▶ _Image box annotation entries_
— BEGIN —

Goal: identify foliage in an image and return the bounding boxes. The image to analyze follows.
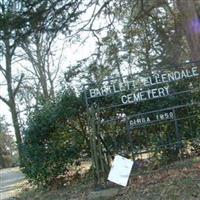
[0,117,17,168]
[23,90,89,185]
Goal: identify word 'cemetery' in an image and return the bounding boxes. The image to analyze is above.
[89,67,199,104]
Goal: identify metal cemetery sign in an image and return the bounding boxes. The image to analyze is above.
[87,65,200,104]
[84,62,200,160]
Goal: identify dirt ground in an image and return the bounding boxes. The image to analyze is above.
[0,167,25,200]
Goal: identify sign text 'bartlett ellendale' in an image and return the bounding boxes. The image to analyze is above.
[89,67,199,104]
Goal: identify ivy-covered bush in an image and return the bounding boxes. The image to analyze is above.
[23,91,89,185]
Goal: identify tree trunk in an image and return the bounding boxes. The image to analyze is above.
[5,40,22,164]
[176,0,200,61]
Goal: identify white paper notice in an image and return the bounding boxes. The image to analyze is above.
[108,155,133,187]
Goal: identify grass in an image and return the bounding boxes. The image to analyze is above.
[16,157,200,200]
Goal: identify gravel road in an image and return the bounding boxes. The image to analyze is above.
[0,167,25,200]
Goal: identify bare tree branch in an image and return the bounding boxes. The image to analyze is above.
[0,96,10,106]
[13,73,24,97]
[0,65,6,78]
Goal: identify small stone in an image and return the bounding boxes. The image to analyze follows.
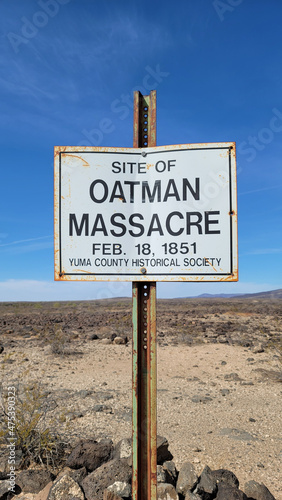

— END —

▶ _TASK DETAILS_
Write out every line of the entries above again, including the requests, but leave out the pictures. Multiply each box coordinate in the answers by 1.25 and round it to a whole number, with halves rounded up.

▶ _RESULT BELOW_
Goal: identify foliage in an image and return the bounding boxes. The image to analyze follows.
[0,146,21,210]
[29,113,111,231]
Goal: identify word 'cemetery' in an image and return the bounding boxes. The image to analyze is above.
[111,84,249,130]
Goal: identify metal cemetery sign in an image and return the bounding boxes. The image to analyze is above.
[109,81,250,130]
[105,78,250,200]
Goal: identify dirt ground in an image and return the bounding boxes. The image to analyze is above.
[0,209,31,250]
Goal: identify sign text 'bartlett ellendale' in an image and return the bounding boxes. The image to analyze is above.
[111,84,249,130]
Goal: identify ivy-covered bush in an image and return the bounding boxes. The image to analyze is above.
[29,114,111,231]
Goal: identify tree trunk in an image and return the bounding boxes. The image to analyze is above.
[6,50,28,205]
[220,0,250,76]
Goal: identify white paper notice in an image and return the bounding boxes. The image to analyze is above.
[135,194,166,234]
Goal: identify grass in an image and return the bounding boxes. The image to analyze is above.
[20,196,250,250]
Goal: identify gravel road in an image and return the bounding boxes. The image to analyze is above.
[0,209,31,250]
Goal: identify bare tree branch in an image and return the bounding boxes. The image to analyze is above.
[0,120,13,133]
[16,91,30,121]
[0,81,8,98]
Goal: identify small stone in an image and return the bounding boxes. The image to analyze follows.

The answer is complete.